Exercise: What follows is a listing; give it again exactly, in its entirety.

Provided entries:
(begin)

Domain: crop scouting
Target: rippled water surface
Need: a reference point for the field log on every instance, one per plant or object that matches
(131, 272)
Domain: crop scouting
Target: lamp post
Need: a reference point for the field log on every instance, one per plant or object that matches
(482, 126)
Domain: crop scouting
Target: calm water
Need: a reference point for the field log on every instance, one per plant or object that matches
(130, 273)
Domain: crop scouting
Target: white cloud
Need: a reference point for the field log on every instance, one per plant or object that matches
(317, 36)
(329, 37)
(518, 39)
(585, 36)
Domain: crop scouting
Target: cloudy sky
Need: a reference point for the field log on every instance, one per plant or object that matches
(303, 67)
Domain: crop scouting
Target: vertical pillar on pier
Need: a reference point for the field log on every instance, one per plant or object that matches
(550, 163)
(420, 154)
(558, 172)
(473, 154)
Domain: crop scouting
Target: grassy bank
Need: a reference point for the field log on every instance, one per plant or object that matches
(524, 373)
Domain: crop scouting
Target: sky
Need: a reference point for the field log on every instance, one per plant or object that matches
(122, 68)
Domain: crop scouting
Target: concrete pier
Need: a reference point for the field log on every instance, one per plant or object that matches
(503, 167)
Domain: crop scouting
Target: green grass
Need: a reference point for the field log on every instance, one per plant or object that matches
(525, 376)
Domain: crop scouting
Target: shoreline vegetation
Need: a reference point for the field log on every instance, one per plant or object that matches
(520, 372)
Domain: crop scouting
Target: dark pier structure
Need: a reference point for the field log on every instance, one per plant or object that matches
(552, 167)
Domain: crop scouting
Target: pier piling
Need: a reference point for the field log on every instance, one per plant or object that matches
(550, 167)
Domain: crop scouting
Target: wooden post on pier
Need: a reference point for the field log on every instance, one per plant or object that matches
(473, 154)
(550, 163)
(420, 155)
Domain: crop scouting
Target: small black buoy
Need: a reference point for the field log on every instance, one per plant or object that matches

(end)

Full answer:
Domain: crop scouting
Target: rippled water surface
Need: a reference point for the field log on every instance, one per plant or object that matches
(131, 272)
Domain: crop scouting
Target: lamp post
Need: a reference point for the field log on every instance, one per plant or object that matches
(482, 126)
Domain: crop scouting
Target: calm water
Need: a reference point for the field log on every instance, one per plant or object that matches
(130, 273)
Domain: crop scouting
Target: white cloud
Need: a reference point for the field log on every instance, one per plant or object that matches
(317, 36)
(329, 37)
(518, 39)
(585, 36)
Domain: crop scouting
Target: cloudy sky
Need: a reference point for the field log on every instance, one per plant or object that matches
(303, 67)
Domain: crop scouting
Target: vertical pillar on pier
Need: a reference point for the field log on every instance, one per plant or object that matches
(550, 163)
(420, 154)
(558, 172)
(473, 154)
Domain: crop scouting
Target: grassy bank
Need: a reference point for the field log on every instance, one per plant or object that matches
(524, 373)
Domain: crop scouting
Target: sky
Need: a reference point for the field log on every instance, one per plant or object that matches
(122, 68)
Domain: crop scouting
Target: concrete pier
Need: a reference point for the field log on every instance, one per plant or object that matches
(503, 167)
Domain: crop scouting
Target: green grass
Need: a reference point for the field log on every instance, one per plant or object that matches
(525, 376)
Domain: crop scouting
Target: shoreline vegetation
Need: a reference point for the field log on every instance, one per plant or object that matches
(520, 372)
Domain: crop scouting
Target: dark pier structure
Need: a reference point for the field log on every instance, one per plant or object that matches
(552, 167)
Domain: crop scouting
Target: pier piling
Need: a reference point for the field log on every instance, one per plant or object that matches
(550, 167)
Domain: crop scouting
Target: wooden post on pier
Need: a reference point for the field log on every instance, one per plant or object that matches
(473, 154)
(550, 163)
(420, 155)
Domain: crop scouting
Target: small black buoy
Need: a reference point for the field log on every instance, one per plant or object that matches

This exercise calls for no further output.